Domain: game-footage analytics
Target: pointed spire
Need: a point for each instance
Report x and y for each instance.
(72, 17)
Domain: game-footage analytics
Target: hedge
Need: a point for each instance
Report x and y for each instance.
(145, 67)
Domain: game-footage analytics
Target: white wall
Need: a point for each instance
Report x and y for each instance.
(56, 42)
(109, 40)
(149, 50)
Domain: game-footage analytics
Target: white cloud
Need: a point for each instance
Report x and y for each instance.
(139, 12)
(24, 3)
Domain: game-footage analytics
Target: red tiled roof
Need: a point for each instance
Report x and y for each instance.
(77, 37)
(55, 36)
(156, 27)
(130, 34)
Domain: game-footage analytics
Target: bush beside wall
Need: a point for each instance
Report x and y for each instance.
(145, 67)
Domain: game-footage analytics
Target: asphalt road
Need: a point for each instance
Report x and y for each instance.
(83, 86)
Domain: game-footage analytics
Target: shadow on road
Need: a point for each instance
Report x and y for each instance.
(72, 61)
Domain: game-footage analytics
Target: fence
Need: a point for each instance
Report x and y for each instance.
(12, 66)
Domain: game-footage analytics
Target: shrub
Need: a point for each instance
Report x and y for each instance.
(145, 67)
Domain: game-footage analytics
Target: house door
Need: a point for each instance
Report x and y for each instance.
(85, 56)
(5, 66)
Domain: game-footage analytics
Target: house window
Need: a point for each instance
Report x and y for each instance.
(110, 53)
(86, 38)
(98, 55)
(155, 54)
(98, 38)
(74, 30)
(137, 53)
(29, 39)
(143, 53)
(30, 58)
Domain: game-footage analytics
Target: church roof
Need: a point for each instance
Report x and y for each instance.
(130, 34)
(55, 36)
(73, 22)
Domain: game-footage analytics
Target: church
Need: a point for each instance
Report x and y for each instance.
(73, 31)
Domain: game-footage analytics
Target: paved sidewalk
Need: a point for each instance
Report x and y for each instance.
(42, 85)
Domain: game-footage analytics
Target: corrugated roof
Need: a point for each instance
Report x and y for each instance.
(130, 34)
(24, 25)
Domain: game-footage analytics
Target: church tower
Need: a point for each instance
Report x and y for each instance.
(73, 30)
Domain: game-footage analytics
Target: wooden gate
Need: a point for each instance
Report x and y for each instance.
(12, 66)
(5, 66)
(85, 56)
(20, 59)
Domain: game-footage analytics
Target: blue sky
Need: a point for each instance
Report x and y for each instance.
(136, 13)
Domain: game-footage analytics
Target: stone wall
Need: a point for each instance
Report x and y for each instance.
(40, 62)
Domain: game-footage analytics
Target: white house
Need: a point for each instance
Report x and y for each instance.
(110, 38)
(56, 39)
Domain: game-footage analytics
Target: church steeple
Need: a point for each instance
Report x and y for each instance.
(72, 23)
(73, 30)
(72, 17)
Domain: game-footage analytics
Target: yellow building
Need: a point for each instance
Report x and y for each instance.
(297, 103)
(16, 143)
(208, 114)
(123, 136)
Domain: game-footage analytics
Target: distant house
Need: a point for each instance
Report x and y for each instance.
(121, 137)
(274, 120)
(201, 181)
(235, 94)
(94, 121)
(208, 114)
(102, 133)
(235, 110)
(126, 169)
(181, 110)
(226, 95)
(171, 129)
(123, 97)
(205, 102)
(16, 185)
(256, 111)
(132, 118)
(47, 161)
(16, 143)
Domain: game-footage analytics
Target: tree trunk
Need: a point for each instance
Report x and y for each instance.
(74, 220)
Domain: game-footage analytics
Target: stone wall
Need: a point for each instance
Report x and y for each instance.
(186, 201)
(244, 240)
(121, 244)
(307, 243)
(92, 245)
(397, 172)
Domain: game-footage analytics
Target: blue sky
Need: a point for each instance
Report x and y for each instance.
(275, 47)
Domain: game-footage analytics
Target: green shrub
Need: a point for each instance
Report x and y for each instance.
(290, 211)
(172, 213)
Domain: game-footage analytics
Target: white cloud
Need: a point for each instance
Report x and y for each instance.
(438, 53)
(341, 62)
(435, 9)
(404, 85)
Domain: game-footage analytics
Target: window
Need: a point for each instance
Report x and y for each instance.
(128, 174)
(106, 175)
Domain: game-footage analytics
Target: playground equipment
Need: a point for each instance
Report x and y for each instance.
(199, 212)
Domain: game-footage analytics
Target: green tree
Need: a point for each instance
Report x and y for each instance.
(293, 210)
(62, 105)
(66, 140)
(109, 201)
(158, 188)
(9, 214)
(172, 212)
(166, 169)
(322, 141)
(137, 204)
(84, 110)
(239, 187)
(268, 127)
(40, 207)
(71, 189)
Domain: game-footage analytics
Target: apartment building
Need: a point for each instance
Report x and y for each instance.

:::

• Exercise description
In this exercise, repeat all entries exactly.

• Answer to this problem
Domain: game-footage analytics
Target: pointed spire
Need: a point for each instance
Report x and y for each instance.
(72, 17)
Domain: game-footage analytics
Target: hedge
Need: a point for each instance
Report x and y for each instance.
(145, 67)
Domain: game-footage analytics
Target: white wall
Need: a point for each instance
Report x and y for each instance.
(56, 42)
(109, 40)
(149, 50)
Domain: game-footage analytics
Target: white cloud
Need: a point for each instance
Report x and y for each instance.
(139, 12)
(24, 3)
Domain: game-footage analytics
Target: red tiled roof
Need: a point for each instance
Report x and y for each instance.
(77, 37)
(55, 36)
(156, 27)
(130, 34)
Domain: game-footage analytics
Target: bush beside wall
Need: a point for each instance
Report x and y for each instance.
(145, 67)
Domain: game-footage analytics
Target: asphalt road
Need: a point for each instance
Report x and y for each instance.
(83, 86)
Domain: game-footage analytics
Target: shadow on road
Need: a point for each instance
Report x and y for each instance.
(72, 61)
Domain: game-footage analytics
Target: fence
Need: a point for each instance
Report x and y for each instance.
(12, 66)
Domain: game-footage analytics
Target: shrub
Need: a point for each instance
Report x and y for each instance.
(145, 67)
Domain: game-footage analytics
Target: house door
Need: a point for each instance
Report x and y for each instance.
(85, 56)
(5, 66)
Domain: game-footage analytics
Target: house window
Need: a point for each instance
Report x and y for each instance.
(110, 53)
(86, 38)
(98, 55)
(155, 54)
(98, 38)
(74, 30)
(137, 53)
(29, 39)
(143, 53)
(30, 58)
Domain: game-footage analytics
Target: church roof
Need: a point for each instance
Report x and y for each instance.
(130, 34)
(55, 36)
(73, 22)
Domain: game-footage analytics
Target: church
Need: a point for each instance
Report x and y for each instance.
(73, 31)
Domain: game-footage analytics
Target: paved sidewalk
Need: a point for each instance
Report x and y for each instance.
(42, 85)
Domain: game-footage analytics
Target: corrugated roof
Need: a point for each instance
Report x and y for each instance.
(130, 34)
(24, 25)
Domain: game-footage analytics
Target: church tower
Need: a point for each instance
Report x and y for each instance.
(73, 30)
Domain: game-footage analytics
Target: wooden gate
Need: a point for each instance
Report x and y for each instance.
(12, 66)
(5, 66)
(85, 56)
(20, 59)
Domain: game-footage analytics
Target: blue sky
Need: a point for each instance
Report x and y for each instance.
(136, 13)
Domain: game-footage analytics
Target: stone wall
Need: a point for each instance
Report x and y for each instance.
(40, 62)
Domain: game-footage analytics
Target: white house
Need: a point for each instance
Report x and y for each instance.
(110, 38)
(56, 39)
Domain: game-footage analytics
Target: church steeple
Need: a point for each instance
Report x and y for each instance.
(72, 23)
(73, 30)
(72, 17)
Domain: game-footage analytics
Target: yellow building
Need: a point for each instance
Report x and y for each instance.
(297, 103)
(16, 143)
(208, 114)
(123, 136)
Domain: game-footage analytics
Target: distant house
Need: a point for each instance
Report x and y for each instance.
(121, 137)
(274, 120)
(201, 181)
(235, 94)
(94, 121)
(208, 114)
(102, 133)
(235, 110)
(126, 169)
(181, 110)
(226, 95)
(171, 129)
(123, 97)
(205, 102)
(16, 185)
(256, 111)
(132, 118)
(47, 161)
(16, 143)
Domain: game-footage analytics
Target: tree trunk
Need: a point for each instance
Report x and y for each instance.
(74, 220)
Domain: game-footage analytics
Target: stone wall
Need: a point for each instance
Report x and y for each instance.
(186, 201)
(244, 240)
(121, 244)
(307, 243)
(92, 245)
(397, 172)
Domain: game-footage analytics
Target: blue sky
Need: a point for each instance
Report x and y for each instance.
(275, 47)
Domain: game-footage analytics
Target: green shrub
Need: a point for each instance
Report x and y for each instance.
(290, 211)
(172, 213)
Domain: game-footage analytics
Target: white cloud
Need: a point for each instance
Report x and y for each instance.
(438, 53)
(341, 62)
(435, 9)
(404, 85)
Domain: game-footage analytics
Target: window
Need: a point for each instance
Report x and y for each instance.
(128, 174)
(106, 175)
Domain: game-footage analytics
Target: playground equipment
Need: a point for each instance
Report x and y for each instance.
(199, 212)
Domain: game-footage analytics
Target: green tree
Need: a point for each instance
Report x and y for each instance.
(293, 210)
(62, 105)
(66, 140)
(109, 201)
(158, 188)
(9, 214)
(172, 212)
(166, 169)
(322, 141)
(137, 204)
(84, 110)
(239, 187)
(268, 127)
(40, 207)
(71, 189)
Domain: game-footage analytics
Target: apartment building
Need: a point for each instance
Report x and y for each instance.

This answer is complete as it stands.